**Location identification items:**
.....
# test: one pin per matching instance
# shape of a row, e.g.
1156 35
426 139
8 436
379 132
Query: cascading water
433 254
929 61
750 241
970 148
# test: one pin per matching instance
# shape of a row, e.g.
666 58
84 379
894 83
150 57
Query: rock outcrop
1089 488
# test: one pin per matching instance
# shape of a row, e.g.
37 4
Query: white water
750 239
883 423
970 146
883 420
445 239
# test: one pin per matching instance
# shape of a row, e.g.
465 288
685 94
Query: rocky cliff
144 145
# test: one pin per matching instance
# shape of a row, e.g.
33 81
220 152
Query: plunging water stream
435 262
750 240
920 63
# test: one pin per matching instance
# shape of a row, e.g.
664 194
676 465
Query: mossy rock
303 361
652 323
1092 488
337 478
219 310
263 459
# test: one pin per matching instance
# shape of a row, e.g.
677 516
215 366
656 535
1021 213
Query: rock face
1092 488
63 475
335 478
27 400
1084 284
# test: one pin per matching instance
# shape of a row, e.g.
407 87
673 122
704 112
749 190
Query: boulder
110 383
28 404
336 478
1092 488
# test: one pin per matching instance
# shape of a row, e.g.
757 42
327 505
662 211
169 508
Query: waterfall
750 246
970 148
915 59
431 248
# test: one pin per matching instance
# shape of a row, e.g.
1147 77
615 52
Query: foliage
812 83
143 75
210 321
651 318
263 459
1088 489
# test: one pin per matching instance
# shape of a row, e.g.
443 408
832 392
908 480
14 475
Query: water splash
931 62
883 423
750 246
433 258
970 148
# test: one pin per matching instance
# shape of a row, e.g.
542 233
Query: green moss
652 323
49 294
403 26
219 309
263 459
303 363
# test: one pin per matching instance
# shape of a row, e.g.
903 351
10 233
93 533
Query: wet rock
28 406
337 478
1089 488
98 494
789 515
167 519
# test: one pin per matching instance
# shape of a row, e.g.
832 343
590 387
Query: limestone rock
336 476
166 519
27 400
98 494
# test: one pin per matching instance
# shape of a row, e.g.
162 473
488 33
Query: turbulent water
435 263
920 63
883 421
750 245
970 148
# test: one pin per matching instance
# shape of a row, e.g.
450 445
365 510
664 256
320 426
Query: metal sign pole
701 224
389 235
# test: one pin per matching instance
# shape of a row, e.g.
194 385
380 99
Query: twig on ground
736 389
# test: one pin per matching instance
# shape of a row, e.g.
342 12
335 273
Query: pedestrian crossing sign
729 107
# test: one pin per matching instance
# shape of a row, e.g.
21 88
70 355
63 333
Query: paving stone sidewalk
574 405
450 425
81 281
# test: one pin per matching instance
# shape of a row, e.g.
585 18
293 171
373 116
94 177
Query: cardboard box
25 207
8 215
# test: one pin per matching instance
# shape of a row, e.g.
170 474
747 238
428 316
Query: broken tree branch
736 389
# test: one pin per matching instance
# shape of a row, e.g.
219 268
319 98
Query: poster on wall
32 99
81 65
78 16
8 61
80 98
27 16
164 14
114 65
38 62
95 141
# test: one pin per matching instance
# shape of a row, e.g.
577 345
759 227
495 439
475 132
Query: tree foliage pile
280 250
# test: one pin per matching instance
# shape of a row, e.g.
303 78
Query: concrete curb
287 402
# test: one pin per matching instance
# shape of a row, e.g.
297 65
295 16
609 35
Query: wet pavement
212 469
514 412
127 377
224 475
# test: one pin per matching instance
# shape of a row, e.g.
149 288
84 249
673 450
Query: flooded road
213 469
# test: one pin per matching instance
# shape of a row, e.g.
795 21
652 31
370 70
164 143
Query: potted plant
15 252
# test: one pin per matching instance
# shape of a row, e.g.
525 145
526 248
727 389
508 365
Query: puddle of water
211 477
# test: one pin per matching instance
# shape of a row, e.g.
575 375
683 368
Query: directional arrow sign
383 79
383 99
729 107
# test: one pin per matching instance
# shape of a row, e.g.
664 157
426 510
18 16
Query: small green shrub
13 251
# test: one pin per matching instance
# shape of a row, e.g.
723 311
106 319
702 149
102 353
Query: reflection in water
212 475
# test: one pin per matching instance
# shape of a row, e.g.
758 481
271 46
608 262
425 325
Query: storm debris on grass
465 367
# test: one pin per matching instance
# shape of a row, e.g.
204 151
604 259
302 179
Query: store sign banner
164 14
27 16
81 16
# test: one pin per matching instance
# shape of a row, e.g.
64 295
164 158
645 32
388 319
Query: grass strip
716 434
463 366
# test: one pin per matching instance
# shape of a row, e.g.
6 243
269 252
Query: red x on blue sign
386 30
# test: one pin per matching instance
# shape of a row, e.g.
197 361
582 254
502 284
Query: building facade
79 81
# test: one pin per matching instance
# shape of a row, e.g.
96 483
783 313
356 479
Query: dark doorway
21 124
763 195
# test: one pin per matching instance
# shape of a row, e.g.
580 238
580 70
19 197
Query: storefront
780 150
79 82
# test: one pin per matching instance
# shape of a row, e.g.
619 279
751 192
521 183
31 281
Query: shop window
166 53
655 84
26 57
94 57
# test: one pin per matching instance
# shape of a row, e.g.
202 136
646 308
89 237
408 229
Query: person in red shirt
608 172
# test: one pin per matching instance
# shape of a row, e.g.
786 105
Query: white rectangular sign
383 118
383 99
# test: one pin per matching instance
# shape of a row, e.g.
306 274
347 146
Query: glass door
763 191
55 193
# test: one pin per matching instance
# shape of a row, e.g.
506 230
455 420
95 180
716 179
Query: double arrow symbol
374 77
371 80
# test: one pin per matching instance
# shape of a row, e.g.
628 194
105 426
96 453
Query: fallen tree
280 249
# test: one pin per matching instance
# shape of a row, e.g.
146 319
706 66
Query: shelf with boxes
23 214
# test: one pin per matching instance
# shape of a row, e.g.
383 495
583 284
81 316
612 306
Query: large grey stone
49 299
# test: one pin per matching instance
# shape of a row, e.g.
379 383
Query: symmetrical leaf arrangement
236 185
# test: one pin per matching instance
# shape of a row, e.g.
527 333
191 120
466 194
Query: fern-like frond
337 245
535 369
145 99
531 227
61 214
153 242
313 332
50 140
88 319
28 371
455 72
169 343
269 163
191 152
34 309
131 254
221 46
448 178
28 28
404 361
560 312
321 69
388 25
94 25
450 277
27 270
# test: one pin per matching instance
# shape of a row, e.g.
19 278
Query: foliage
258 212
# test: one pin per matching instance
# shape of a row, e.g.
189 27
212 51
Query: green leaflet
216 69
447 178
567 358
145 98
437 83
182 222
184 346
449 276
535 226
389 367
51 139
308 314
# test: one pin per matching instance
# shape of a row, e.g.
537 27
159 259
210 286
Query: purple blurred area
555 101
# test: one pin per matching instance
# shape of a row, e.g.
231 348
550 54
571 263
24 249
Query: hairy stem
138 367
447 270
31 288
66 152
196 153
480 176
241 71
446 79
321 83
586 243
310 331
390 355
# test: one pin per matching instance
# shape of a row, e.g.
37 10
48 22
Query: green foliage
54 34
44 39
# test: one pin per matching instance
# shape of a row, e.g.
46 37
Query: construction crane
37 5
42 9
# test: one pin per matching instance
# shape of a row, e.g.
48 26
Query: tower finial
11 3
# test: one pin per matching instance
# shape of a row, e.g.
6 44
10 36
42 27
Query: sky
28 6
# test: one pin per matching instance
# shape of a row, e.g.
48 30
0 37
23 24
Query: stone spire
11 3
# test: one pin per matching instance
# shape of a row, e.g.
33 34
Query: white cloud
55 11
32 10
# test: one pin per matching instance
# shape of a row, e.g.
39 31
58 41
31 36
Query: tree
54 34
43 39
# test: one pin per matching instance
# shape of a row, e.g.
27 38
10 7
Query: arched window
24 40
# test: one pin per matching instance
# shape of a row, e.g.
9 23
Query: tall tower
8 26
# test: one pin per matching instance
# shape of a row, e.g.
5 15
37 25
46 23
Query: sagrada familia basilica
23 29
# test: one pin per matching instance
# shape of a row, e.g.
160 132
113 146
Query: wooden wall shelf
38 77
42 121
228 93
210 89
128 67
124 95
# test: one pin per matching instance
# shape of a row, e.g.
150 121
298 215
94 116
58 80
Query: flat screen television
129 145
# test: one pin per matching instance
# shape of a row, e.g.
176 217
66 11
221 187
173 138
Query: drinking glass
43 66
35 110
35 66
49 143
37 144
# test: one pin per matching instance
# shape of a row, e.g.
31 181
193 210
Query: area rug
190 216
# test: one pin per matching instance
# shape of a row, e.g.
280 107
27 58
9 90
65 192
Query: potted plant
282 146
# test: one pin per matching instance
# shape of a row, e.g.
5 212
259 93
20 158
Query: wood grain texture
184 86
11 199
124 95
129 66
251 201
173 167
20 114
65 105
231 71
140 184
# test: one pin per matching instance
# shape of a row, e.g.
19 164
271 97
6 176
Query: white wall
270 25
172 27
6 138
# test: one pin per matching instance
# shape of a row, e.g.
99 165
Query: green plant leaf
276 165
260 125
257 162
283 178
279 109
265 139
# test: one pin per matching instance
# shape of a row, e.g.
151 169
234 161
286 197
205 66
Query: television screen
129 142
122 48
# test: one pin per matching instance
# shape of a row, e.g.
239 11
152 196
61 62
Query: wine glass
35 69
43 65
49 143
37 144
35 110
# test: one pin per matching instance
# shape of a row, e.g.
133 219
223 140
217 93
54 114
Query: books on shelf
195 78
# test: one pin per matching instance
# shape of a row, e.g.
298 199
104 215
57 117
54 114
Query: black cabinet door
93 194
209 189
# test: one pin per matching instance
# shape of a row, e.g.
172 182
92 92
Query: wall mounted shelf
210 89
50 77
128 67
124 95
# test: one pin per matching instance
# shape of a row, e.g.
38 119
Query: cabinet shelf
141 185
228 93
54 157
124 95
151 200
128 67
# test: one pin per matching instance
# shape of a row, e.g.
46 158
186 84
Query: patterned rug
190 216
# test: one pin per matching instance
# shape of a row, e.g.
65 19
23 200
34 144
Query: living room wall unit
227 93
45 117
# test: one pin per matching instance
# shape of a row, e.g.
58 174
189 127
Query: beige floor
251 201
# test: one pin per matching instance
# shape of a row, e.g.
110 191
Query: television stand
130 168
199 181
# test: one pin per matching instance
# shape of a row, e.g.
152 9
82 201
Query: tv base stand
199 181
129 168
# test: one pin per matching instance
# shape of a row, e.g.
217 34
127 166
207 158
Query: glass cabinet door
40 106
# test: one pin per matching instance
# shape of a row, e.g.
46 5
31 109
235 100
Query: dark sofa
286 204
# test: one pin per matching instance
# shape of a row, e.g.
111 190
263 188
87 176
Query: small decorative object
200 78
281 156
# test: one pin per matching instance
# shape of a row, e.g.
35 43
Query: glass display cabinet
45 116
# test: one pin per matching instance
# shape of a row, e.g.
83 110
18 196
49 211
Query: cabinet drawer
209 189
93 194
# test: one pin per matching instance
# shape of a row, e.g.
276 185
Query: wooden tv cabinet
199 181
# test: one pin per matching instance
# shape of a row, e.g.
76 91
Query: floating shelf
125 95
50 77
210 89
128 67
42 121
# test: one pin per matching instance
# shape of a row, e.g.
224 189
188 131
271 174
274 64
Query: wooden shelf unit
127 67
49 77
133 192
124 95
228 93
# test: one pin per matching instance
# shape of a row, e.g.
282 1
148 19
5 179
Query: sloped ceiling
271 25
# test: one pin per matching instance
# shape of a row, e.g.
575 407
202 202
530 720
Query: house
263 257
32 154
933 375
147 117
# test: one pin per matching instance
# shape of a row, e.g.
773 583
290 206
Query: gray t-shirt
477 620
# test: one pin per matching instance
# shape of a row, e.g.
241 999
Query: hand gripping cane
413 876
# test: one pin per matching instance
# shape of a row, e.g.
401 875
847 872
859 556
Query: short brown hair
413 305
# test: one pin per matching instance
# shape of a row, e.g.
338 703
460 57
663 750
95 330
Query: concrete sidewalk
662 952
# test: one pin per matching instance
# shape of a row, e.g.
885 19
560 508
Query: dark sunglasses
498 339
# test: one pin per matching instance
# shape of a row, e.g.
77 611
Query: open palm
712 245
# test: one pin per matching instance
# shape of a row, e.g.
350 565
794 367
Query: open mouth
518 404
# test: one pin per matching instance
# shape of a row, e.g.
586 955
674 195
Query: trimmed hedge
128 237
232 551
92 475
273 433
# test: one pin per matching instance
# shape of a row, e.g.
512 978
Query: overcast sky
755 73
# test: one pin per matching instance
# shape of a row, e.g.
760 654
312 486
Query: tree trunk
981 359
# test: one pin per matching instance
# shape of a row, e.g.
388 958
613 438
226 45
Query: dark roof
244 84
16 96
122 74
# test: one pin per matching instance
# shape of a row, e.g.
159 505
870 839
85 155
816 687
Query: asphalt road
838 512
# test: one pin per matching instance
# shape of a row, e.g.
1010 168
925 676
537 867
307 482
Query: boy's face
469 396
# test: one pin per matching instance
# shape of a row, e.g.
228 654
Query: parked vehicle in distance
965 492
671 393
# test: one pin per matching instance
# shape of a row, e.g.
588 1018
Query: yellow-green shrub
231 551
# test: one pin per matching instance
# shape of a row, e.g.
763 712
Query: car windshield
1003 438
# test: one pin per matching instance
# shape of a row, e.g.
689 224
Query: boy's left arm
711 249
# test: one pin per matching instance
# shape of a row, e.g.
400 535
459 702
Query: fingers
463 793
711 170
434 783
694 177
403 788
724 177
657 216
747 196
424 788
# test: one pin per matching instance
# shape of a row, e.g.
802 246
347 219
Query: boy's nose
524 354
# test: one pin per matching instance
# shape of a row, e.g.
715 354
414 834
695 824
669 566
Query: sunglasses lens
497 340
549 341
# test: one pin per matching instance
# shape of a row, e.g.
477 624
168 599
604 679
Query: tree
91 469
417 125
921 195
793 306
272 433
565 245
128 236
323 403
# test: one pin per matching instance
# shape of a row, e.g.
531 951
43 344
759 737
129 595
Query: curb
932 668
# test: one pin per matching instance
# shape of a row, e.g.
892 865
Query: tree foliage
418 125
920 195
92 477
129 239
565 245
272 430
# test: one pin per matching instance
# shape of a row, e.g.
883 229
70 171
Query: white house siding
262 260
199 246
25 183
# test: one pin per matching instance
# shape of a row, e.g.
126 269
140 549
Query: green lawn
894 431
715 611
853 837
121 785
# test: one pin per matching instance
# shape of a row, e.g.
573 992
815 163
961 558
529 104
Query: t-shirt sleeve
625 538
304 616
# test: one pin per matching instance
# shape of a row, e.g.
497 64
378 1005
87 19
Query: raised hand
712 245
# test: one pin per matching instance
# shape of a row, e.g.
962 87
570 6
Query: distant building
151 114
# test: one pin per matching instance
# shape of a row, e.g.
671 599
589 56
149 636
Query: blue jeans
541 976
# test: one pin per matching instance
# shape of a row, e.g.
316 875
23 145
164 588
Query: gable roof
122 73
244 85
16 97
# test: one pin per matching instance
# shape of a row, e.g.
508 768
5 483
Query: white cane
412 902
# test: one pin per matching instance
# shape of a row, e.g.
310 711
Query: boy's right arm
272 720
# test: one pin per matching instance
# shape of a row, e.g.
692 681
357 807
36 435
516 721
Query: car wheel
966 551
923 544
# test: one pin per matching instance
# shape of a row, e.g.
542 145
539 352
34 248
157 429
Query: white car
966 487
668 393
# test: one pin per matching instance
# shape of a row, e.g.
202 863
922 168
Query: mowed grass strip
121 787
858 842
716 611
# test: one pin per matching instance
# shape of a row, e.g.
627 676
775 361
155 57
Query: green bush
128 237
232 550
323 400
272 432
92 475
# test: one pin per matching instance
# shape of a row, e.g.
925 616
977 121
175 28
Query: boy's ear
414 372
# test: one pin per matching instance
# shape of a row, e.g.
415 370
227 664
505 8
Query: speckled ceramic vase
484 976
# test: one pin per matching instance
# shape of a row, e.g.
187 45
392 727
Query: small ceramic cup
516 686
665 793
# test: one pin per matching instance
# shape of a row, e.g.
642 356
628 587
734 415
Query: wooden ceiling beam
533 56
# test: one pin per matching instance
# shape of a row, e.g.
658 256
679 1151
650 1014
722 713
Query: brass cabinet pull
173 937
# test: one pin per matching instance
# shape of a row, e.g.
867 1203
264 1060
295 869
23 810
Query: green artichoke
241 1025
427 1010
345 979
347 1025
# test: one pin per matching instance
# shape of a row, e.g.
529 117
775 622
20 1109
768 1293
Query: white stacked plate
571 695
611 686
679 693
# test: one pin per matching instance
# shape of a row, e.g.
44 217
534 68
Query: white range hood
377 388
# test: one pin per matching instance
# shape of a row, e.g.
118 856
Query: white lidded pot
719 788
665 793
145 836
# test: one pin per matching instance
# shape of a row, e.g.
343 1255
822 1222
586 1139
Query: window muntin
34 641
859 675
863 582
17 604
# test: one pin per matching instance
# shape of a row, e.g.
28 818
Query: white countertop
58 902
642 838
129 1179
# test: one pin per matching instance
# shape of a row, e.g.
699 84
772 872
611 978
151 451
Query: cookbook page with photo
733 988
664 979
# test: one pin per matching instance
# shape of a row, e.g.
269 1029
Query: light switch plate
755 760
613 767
.....
**Request:**
Pull out every line of the items above that contains the string "strip", treating uppercase and lowercase as different.

**Exercise output:**
Query: grass strip
Query: mowed grass strip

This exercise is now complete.